## Task goal
Reproduce the data that follows line for line and without any alteration, leaving out the pictures.

[Image point annotation entries]
>>>>>
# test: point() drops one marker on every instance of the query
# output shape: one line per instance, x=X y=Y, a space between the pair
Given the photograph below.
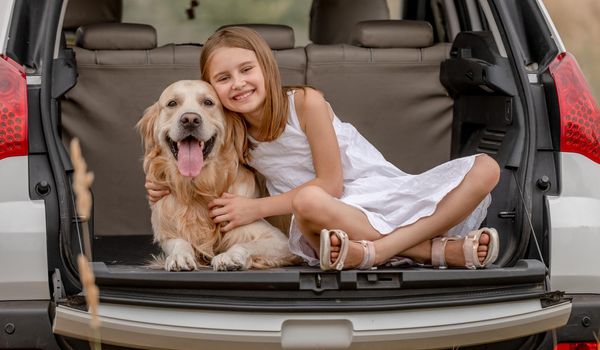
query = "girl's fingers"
x=218 y=212
x=227 y=227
<<<<<
## In response
# test: point() drops one marker on every instance of the query
# output shape: one line per instance, x=X y=Y, a space between the pair
Given the photograph below.
query = "girl's fingers"
x=218 y=212
x=227 y=227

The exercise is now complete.